Please convert the entries, from the first line through the line containing "x=19, y=156", into a numbered list, leaving out any blank lines.

**PROVIDED MATERIAL**
..............................

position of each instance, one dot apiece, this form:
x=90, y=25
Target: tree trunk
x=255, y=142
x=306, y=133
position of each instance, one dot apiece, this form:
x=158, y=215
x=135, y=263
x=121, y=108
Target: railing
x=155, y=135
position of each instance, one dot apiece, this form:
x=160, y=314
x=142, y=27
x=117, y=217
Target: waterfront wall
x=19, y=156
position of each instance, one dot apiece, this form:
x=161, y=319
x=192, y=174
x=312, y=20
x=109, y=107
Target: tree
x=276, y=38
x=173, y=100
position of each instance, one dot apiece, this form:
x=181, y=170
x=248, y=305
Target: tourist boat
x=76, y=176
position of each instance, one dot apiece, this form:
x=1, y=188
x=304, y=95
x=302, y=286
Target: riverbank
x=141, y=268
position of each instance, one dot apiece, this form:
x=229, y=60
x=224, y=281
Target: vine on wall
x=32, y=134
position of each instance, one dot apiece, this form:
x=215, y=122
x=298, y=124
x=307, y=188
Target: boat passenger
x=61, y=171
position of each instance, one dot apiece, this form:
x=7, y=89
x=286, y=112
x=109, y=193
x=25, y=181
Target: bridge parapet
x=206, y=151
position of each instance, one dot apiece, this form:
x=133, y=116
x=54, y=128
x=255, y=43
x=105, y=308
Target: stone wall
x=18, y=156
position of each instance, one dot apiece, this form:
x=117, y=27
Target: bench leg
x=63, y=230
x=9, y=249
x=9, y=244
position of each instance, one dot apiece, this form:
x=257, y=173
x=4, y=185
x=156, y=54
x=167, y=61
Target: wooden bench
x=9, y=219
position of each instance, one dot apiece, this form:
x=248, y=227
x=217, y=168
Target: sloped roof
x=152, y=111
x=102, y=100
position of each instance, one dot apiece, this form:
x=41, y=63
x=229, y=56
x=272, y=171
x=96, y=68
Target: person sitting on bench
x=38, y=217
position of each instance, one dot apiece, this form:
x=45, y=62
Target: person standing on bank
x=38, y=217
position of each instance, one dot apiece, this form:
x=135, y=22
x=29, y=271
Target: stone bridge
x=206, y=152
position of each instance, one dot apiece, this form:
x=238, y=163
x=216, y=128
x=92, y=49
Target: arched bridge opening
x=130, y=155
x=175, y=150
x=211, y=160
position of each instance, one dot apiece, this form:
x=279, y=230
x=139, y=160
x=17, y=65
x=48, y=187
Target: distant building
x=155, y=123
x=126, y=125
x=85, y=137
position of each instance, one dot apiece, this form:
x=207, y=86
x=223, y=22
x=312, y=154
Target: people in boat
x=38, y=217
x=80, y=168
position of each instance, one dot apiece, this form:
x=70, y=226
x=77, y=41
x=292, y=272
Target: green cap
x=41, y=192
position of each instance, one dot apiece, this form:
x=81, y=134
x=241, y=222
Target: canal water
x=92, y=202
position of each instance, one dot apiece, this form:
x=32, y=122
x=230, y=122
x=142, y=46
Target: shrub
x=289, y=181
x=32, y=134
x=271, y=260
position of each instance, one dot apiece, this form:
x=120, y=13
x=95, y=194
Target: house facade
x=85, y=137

..............................

**RIGHT ANSWER**
1. position of each instance, one dot apiece, this form:
2. x=90, y=25
3. Target: tree trunk
4. x=255, y=142
5. x=306, y=133
6. position of each instance, one dot apiece, this form:
7. x=158, y=215
8. x=135, y=263
9. x=121, y=108
10. Target: railing
11. x=155, y=135
12. position of each instance, one dot apiece, this form:
13. x=160, y=314
14. x=142, y=27
15. x=117, y=217
16. Target: waterfront wall
17. x=19, y=156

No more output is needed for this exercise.